Object point labels
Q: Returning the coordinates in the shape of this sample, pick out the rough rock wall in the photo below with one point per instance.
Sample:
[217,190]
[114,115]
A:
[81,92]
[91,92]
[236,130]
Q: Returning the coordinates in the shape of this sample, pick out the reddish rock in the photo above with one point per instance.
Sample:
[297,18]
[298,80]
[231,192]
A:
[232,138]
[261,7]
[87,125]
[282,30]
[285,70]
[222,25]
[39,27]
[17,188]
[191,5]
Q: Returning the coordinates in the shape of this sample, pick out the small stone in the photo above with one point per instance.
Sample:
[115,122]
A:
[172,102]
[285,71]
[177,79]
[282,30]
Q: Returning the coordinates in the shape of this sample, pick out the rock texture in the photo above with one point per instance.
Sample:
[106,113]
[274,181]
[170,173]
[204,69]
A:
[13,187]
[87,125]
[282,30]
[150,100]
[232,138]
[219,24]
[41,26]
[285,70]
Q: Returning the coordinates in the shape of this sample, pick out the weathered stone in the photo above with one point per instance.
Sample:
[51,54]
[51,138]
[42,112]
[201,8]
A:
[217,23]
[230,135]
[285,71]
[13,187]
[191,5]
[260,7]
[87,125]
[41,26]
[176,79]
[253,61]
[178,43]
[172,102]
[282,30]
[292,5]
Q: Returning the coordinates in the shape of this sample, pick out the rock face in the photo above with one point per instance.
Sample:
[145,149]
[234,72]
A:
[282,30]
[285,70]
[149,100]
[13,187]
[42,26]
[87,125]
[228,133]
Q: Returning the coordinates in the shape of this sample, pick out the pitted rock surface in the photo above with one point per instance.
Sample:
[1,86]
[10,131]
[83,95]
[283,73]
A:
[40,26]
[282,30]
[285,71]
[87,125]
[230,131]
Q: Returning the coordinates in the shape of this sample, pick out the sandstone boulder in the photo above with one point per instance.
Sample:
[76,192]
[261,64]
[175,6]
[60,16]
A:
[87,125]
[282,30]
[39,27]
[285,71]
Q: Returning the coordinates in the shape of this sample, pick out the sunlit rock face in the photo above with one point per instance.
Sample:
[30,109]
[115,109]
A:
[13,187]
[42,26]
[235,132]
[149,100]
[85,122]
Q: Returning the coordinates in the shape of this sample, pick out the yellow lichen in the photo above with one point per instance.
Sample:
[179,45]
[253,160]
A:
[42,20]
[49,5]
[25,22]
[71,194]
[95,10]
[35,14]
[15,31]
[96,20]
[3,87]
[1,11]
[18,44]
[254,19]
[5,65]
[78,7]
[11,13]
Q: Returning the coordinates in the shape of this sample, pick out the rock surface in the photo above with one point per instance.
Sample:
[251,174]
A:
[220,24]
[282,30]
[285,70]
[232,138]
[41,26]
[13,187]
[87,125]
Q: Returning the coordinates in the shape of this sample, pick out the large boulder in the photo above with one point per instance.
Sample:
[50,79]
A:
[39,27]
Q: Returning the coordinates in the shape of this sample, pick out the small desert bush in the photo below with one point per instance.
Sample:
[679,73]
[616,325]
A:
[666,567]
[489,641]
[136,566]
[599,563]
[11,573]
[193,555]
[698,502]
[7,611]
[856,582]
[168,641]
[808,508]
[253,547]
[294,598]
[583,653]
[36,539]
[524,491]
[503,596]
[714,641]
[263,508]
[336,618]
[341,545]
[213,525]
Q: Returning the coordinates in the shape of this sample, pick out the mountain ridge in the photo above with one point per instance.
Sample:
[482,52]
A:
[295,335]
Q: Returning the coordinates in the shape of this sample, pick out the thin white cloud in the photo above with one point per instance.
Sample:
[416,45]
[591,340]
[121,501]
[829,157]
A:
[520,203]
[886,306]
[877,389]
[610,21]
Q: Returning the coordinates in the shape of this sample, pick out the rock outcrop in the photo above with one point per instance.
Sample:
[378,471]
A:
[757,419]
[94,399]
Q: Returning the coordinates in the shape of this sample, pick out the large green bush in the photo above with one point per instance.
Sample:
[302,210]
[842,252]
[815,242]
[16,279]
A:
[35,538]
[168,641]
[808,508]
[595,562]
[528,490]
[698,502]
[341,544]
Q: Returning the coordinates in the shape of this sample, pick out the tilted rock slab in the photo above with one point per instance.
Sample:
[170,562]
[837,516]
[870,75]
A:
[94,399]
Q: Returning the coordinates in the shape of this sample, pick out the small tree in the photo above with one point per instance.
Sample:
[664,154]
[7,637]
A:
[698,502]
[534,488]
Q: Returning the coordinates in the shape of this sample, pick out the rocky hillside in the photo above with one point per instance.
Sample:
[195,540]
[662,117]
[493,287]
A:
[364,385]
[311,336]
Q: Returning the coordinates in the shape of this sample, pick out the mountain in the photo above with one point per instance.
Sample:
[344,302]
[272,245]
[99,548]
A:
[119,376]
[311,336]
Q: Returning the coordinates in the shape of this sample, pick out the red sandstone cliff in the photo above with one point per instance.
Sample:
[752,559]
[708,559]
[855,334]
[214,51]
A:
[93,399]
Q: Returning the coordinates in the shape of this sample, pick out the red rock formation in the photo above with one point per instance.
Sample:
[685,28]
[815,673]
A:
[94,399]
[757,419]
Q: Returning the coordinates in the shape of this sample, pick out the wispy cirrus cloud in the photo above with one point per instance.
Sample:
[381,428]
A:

--- Given request ---
Repeat the material above exactly.

--- The reply ---
Q: Returning the coordinates in the shape of this sample, pick out the rough rock wall in the photo below with one point per instance.
Sample:
[217,190]
[114,115]
A:
[81,92]
[91,92]
[236,130]
Q: Returning the coordinates in the shape of this sample, pick out the reddish rock in the photo above with one point per instance.
Sample:
[297,18]
[298,80]
[231,192]
A:
[232,138]
[261,7]
[87,125]
[282,30]
[285,70]
[222,25]
[39,27]
[17,188]
[191,5]
Q: Returning the coordinates in the shape of this sample, pick out the small stone in the photo above with one point per instance.
Sample:
[115,122]
A:
[172,102]
[285,71]
[177,79]
[282,30]
Q: Returning the coordinates in the shape of this sample, pick out the rock texture in the photo above with one point per instance.
Sample:
[106,113]
[274,181]
[170,173]
[204,69]
A:
[13,187]
[87,125]
[282,30]
[150,100]
[232,138]
[219,24]
[41,26]
[285,70]
Q: Returning the coordinates in the shape of this sample, pick out the weathered stone in the photo above with one point per instance.
Sample:
[51,54]
[51,138]
[42,112]
[201,8]
A:
[217,23]
[230,135]
[285,71]
[13,187]
[191,5]
[260,7]
[87,125]
[41,26]
[176,79]
[253,61]
[178,43]
[172,102]
[282,30]
[292,5]
Q: Returning the coordinates in the shape of this sample, pick out the rock face in the photo above with one point per instance.
Sample:
[145,149]
[234,72]
A:
[282,30]
[285,70]
[149,100]
[13,187]
[42,26]
[87,125]
[228,133]
Q: Returning the coordinates in the shape of this sample, pick out the pitted rock surface in the photo above with one point per instance.
Sample:
[1,86]
[10,131]
[83,95]
[283,73]
A:
[40,26]
[282,30]
[285,71]
[87,125]
[230,131]
Q: Returning the coordinates in the shape of this sample, pick out the sandstone boulder in the photo above with one point per instance.
Sample:
[76,192]
[261,64]
[175,6]
[60,16]
A:
[87,125]
[282,30]
[39,27]
[285,71]
Q: Returning the coordinates in the shape of this sample, pick out the sunlit rock face in the photo above with one point per instance.
Sample:
[30,109]
[115,109]
A:
[13,187]
[42,26]
[235,132]
[149,100]
[85,122]
Q: Returning the coordinates in the shape of this sample, pick out the yellow lichen in the photo above with one point per instance.
Sample:
[179,45]
[253,160]
A:
[42,20]
[49,5]
[25,22]
[71,194]
[95,10]
[35,14]
[15,31]
[96,20]
[3,87]
[1,11]
[18,44]
[254,19]
[5,65]
[78,7]
[11,13]
Q: Returning the coordinates in the shape of this sample, pick out the rock surface in the photo above with one point per instance.
Sample:
[251,174]
A:
[220,24]
[282,30]
[285,70]
[232,138]
[41,26]
[13,187]
[87,125]
Q: Returning the coordinates in the shape of this sample, pick out the large boulder in the photo above with one point per instance.
Sample:
[50,79]
A:
[39,27]
Q: Returning the coordinates in the shape of this sample, pick out the small desert bush in the photo below with one point per instance.
Sample:
[679,73]
[616,325]
A:
[666,567]
[489,641]
[136,566]
[599,563]
[11,573]
[193,555]
[698,502]
[7,611]
[856,582]
[168,641]
[808,508]
[253,547]
[294,598]
[583,653]
[36,539]
[524,491]
[503,596]
[714,641]
[263,508]
[336,618]
[341,545]
[213,525]
Q: Returning the coordinates in the shape of this sample, pick out the mountain ridge in the photo above with one point per instance.
Sample:
[482,52]
A:
[295,335]
Q: Returning the coordinates in the shape of this sample, pick out the thin white cloud in the photo above with one point per instance.
Sample:
[416,45]
[591,340]
[121,501]
[829,157]
A:
[520,203]
[886,306]
[877,389]
[610,21]
Q: Returning the coordinates in the shape of this sample, pick out the rock outcrop in the photo above with one point per instance.
Sample:
[378,471]
A:
[757,419]
[94,399]
Q: Returning the coordinates in the shape of this sample, pick out the large green bush in the photo above with one point per instance.
Sample:
[302,210]
[842,252]
[815,242]
[16,279]
A:
[35,538]
[168,641]
[808,508]
[595,562]
[528,490]
[698,502]
[341,544]
Q: Returning the coordinates in the shape of this sample, pick out the tilted rock slab in the photo above with one point per instance.
Sample:
[170,562]
[837,516]
[870,75]
A:
[94,399]
Q: Returning the coordinates in the shape of this sample, pick out the small tree in the photo above with one point per instance.
Sample:
[664,154]
[7,637]
A:
[698,502]
[534,488]
Q: Returning the coordinates in the shape of this sample, pick out the rocky hillside in the photo above with one point per instance.
Sample:
[195,540]
[662,117]
[493,287]
A:
[364,385]
[311,336]
Q: Returning the coordinates in the shape of this sample, pick out the mountain in the photo above with one point per instance.
Sample:
[344,302]
[272,245]
[99,548]
A:
[119,376]
[311,336]
Q: Returning the coordinates in the shape of this sample, pick out the red sandstone cliff in the photo above with one point per instance.
Sample:
[752,559]
[708,559]
[855,334]
[214,51]
A:
[93,399]
Q: Returning the coordinates in the shape of this sample, pick out the red rock formation in the photo above with one point per instance.
Sample:
[685,28]
[815,673]
A:
[94,399]
[757,419]
Q: Returning the coordinates in the shape of this sample, pick out the wispy cirrus cloud in the photo above with one point per instance.
Sample:
[381,428]
A:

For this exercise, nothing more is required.